Data excerpts:
##########

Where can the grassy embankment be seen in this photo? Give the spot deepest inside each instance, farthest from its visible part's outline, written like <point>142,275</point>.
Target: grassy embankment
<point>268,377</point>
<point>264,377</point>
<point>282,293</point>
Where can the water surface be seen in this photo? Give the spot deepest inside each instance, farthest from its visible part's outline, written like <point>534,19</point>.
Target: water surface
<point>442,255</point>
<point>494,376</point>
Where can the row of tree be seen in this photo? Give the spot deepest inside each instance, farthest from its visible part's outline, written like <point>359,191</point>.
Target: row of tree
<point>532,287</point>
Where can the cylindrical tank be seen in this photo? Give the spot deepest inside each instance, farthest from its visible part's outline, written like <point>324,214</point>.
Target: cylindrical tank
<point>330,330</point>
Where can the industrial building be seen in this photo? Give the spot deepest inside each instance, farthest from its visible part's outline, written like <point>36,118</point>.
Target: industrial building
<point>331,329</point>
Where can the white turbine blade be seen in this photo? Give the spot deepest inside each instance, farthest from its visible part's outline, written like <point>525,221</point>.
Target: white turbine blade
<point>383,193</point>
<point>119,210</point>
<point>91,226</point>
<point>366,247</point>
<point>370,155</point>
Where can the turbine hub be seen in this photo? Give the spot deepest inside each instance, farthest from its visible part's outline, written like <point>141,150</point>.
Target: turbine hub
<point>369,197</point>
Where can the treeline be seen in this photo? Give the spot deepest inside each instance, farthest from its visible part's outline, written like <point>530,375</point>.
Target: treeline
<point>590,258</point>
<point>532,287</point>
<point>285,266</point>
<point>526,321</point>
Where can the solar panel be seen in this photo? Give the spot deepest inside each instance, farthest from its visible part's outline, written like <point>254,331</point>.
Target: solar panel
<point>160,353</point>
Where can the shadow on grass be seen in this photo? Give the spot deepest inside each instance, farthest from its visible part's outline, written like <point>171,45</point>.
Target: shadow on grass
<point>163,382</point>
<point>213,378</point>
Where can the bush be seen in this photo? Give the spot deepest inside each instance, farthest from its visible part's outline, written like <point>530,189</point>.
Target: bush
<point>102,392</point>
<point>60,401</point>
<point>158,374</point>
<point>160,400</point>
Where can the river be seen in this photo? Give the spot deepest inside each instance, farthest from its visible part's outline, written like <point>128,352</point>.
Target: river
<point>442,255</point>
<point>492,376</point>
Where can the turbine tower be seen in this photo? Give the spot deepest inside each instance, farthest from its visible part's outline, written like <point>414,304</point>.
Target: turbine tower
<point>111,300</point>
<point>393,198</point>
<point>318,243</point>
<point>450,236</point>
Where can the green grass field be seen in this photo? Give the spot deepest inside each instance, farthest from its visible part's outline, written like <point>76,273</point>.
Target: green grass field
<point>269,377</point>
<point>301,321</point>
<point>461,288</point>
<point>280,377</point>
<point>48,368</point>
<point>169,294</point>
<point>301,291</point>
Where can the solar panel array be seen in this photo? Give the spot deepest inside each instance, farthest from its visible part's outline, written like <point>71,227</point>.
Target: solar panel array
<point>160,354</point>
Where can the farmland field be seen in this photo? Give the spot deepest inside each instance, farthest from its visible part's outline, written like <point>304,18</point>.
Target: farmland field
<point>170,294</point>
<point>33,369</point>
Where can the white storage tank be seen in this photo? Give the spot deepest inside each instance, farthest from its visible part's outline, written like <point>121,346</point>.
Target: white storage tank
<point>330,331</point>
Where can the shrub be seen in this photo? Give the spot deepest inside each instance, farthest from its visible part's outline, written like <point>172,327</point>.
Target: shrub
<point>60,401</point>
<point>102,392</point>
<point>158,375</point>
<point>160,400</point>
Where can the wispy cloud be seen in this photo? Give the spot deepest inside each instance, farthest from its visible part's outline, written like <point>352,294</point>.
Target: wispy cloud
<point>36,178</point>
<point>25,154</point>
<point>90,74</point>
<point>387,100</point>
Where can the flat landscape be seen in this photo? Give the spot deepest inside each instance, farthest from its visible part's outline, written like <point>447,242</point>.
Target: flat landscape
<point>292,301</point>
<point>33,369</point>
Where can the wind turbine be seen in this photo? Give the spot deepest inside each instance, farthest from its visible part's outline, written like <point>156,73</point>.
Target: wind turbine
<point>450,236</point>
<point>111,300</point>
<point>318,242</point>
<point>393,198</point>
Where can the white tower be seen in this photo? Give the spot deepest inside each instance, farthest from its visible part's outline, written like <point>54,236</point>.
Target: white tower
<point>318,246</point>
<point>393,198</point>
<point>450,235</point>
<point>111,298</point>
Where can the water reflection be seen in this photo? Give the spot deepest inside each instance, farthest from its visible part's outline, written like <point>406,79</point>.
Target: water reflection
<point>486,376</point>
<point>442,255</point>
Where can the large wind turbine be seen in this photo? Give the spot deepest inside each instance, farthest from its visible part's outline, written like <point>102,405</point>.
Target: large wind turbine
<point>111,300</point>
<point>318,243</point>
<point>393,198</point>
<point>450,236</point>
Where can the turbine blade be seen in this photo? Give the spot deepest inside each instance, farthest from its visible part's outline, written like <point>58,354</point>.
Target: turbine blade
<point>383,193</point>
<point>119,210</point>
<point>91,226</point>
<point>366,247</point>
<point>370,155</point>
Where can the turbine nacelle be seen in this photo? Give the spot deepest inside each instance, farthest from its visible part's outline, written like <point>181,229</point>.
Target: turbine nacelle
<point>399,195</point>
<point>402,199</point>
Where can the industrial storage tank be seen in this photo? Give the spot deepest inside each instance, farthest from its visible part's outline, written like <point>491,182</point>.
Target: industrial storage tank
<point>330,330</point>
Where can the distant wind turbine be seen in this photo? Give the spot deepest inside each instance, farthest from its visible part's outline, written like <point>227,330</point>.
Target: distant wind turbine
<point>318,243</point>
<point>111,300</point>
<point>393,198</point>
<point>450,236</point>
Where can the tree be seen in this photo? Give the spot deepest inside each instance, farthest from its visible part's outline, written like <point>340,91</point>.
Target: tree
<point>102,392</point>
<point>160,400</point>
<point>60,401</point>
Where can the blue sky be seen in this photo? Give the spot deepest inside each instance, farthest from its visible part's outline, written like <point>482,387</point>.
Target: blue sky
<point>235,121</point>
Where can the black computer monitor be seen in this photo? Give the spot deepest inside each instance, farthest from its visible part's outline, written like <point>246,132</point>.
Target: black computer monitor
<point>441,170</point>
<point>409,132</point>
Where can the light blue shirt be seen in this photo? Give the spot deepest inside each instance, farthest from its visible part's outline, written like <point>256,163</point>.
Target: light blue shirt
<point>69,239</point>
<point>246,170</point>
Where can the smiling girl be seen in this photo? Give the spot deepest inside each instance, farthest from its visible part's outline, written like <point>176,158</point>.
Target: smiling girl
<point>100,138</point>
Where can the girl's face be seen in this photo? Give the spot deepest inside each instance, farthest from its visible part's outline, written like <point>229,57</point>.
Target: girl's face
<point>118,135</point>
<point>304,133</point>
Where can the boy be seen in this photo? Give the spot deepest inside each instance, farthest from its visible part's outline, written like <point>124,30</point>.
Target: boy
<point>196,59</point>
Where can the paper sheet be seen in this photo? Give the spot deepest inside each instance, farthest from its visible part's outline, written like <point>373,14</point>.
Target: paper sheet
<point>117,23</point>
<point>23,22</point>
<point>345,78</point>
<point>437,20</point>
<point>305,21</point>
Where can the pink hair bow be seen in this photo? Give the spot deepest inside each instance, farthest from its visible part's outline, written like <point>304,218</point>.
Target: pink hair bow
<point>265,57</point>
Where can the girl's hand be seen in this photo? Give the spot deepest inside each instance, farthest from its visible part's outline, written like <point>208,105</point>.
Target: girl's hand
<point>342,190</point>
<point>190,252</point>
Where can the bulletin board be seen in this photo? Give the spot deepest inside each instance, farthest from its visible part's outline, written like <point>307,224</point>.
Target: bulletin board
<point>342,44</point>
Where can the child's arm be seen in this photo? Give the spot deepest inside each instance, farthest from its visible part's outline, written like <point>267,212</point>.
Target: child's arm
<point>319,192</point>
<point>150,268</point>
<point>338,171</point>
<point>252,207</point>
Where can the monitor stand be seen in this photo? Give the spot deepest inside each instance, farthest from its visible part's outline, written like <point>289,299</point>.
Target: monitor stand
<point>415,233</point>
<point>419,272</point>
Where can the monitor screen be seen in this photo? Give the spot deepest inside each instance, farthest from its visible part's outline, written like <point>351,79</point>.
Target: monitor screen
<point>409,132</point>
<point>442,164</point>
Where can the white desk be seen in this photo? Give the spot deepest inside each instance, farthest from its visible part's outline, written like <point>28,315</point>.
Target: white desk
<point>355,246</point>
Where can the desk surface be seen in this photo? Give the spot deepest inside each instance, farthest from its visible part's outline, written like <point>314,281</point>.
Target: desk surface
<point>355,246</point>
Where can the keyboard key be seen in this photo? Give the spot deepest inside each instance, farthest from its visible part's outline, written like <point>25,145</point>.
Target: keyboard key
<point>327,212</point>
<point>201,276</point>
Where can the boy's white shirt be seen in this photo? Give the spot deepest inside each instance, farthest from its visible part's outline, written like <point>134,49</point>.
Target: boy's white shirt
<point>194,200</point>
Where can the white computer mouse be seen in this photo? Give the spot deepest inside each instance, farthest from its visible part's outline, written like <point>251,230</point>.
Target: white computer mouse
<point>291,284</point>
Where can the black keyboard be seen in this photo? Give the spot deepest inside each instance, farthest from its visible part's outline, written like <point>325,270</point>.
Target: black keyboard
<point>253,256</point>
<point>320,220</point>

##########

Rewrite the lines of the rows above as a Markdown table with columns "Line No." and "Content", starting at the line containing "Where can the farmland" and ending at the line containing "<point>330,331</point>". Leave out any blank lines.

| Line No. | Content |
|---|---|
| 1 | Where can the farmland field be seen in this photo? Give the spot deepest inside each instance, farthest from its visible part's outline, written like <point>304,18</point>. |
| 2 | Target: farmland field |
| 3 | <point>170,294</point> |
| 4 | <point>33,369</point> |
| 5 | Where can the white storage tank be seen in this photo? Give the spot deepest inside each instance, farthest from its visible part's outline, written like <point>121,346</point>. |
| 6 | Target: white storage tank |
| 7 | <point>330,331</point> |